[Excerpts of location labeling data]
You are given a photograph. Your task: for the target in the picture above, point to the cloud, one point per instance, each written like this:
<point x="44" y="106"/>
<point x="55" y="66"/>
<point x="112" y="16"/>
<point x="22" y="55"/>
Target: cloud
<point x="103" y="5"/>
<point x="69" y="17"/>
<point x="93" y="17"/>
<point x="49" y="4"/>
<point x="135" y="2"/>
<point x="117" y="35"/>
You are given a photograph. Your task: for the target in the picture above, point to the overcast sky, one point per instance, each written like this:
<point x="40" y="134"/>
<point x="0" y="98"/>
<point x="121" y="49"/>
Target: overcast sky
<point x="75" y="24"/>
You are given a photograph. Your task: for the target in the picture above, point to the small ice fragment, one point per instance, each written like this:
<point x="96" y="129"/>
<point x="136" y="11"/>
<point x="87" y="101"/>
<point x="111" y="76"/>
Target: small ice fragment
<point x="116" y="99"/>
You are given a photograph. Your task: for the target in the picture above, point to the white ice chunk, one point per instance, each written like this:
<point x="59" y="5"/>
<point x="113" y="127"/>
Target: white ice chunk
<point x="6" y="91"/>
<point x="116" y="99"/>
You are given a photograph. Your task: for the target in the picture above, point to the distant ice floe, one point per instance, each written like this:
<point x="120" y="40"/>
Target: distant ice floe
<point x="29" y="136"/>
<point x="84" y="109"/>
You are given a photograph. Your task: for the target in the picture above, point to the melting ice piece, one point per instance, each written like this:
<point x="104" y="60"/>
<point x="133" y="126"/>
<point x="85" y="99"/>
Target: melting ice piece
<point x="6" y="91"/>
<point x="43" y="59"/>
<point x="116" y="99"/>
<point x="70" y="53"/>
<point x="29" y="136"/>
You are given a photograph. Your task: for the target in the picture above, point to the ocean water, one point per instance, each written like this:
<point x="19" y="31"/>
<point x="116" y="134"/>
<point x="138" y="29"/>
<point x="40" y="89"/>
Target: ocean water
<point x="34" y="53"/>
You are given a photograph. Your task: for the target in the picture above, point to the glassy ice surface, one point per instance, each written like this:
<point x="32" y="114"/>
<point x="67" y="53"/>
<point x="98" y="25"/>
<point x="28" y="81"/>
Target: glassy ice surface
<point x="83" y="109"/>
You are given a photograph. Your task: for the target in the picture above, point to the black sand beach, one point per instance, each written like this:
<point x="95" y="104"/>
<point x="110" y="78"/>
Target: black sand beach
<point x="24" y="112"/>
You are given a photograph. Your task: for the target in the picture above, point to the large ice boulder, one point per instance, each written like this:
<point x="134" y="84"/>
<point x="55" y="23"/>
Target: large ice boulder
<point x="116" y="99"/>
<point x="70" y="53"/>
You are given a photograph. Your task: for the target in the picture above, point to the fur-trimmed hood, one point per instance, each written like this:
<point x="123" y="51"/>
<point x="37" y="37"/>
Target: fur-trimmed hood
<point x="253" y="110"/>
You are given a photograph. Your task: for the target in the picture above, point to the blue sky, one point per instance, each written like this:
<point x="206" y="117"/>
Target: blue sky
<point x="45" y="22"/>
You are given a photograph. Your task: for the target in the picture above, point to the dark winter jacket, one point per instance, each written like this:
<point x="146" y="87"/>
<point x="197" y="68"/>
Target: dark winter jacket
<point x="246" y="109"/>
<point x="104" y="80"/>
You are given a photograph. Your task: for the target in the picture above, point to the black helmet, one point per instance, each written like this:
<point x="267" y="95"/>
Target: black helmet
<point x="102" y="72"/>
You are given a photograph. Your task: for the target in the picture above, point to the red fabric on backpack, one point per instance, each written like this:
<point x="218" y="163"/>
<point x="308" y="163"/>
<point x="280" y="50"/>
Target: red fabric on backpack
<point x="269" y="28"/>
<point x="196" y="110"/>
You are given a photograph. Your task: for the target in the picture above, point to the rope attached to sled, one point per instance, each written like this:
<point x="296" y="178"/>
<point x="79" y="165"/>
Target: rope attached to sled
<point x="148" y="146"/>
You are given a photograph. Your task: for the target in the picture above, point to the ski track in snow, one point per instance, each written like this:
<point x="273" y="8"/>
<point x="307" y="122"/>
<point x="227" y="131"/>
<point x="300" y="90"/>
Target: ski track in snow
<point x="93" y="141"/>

> [WHAT IS EXPECTED]
Copy all of the data above again, line for line, without changing anything.

> [RESULT OF THE TASK]
You are given a photograph. Your task: for the target in the picture above, point to the cloud, one point per instance, each written like this:
<point x="44" y="106"/>
<point x="55" y="66"/>
<point x="112" y="16"/>
<point x="22" y="55"/>
Target: cloud
<point x="103" y="5"/>
<point x="69" y="17"/>
<point x="93" y="17"/>
<point x="49" y="4"/>
<point x="135" y="2"/>
<point x="117" y="35"/>
You are given a photograph. Your task: for the target in the picture above, point to the overcast sky, one point per instance, each written like this:
<point x="40" y="134"/>
<point x="0" y="98"/>
<point x="121" y="49"/>
Target: overcast sky
<point x="75" y="24"/>
You are given a photograph. Your task: for the target in the picture above, point to the small ice fragment, one point per instance, each written like this:
<point x="96" y="129"/>
<point x="136" y="11"/>
<point x="87" y="101"/>
<point x="111" y="76"/>
Target: small ice fragment
<point x="116" y="99"/>
You are given a photograph. Your task: for the target in the picture above, point to the white ice chunk, one point per instance, each written like this:
<point x="59" y="5"/>
<point x="113" y="127"/>
Target: white ice chunk
<point x="6" y="91"/>
<point x="116" y="99"/>
You are given a photograph. Your task: for the target in the picture above, point to the distant ice floe, one point per instance, each written like this:
<point x="120" y="40"/>
Target: distant ice floe
<point x="29" y="136"/>
<point x="84" y="109"/>
You are given a photograph. Your task: for the target in the picture above, point to the melting ice piece, one point per instance, each written like this:
<point x="104" y="60"/>
<point x="133" y="126"/>
<point x="85" y="99"/>
Target: melting ice piece
<point x="6" y="91"/>
<point x="43" y="59"/>
<point x="116" y="99"/>
<point x="70" y="53"/>
<point x="29" y="136"/>
You are given a photograph. Your task: for the target in the picture above, point to the ocean water, one point per instance, each written like this:
<point x="19" y="31"/>
<point x="116" y="134"/>
<point x="138" y="29"/>
<point x="40" y="89"/>
Target: ocean water
<point x="34" y="53"/>
You are given a photograph. Your task: for the target in the picture above, point to the glassy ice surface, one point per instance, each written like this:
<point x="32" y="114"/>
<point x="67" y="53"/>
<point x="98" y="25"/>
<point x="28" y="81"/>
Target: glassy ice surface
<point x="83" y="109"/>
You are given a photograph. Your task: for the target in the picture above, point to the black sand beach, one point per instance, each written like this:
<point x="95" y="104"/>
<point x="110" y="78"/>
Target: black sand beach
<point x="24" y="112"/>
You are given a photograph. Your task: for the target in the picture above, point to the large ice boulder, one point per instance, each written like this:
<point x="134" y="84"/>
<point x="55" y="23"/>
Target: large ice boulder
<point x="116" y="99"/>
<point x="70" y="53"/>
You are given a photograph. Your task: for the target in the picture above, point to the fur-trimmed hood, one point per instance, each written like this:
<point x="123" y="51"/>
<point x="37" y="37"/>
Target: fur-trimmed hood
<point x="253" y="110"/>
You are given a photograph. Your task: for the target in the picture above, point to the blue sky, one point per instance, each written like this:
<point x="206" y="117"/>
Target: blue sky
<point x="45" y="22"/>
You are given a photograph. Your task: for the target in the picture above, point to the dark winter jacket, one point per instance, each written like this:
<point x="146" y="87"/>
<point x="197" y="68"/>
Target: dark winter jacket
<point x="246" y="109"/>
<point x="104" y="80"/>
You are given a photograph. Your task: for the target in the picture above, point to the black helmet, one point per instance, each written like this:
<point x="267" y="95"/>
Target: black helmet
<point x="102" y="72"/>
You are given a photograph. Your task: for the target in the picture above, point to the red fabric on backpack, one point per instance, each written like this:
<point x="218" y="163"/>
<point x="308" y="163"/>
<point x="280" y="50"/>
Target: red fabric on backpack
<point x="269" y="28"/>
<point x="196" y="110"/>
You are given a photograph. Your task: for the target in the picture above, point to the rope attached to sled, one point per instance, each written like this:
<point x="296" y="178"/>
<point x="79" y="165"/>
Target: rope attached to sled
<point x="148" y="146"/>
You are given a photograph. Your task: for the target in the picture above, point to the ski track in snow, one point per instance, each written like this:
<point x="273" y="8"/>
<point x="307" y="122"/>
<point x="227" y="131"/>
<point x="300" y="90"/>
Target: ski track in snow
<point x="93" y="141"/>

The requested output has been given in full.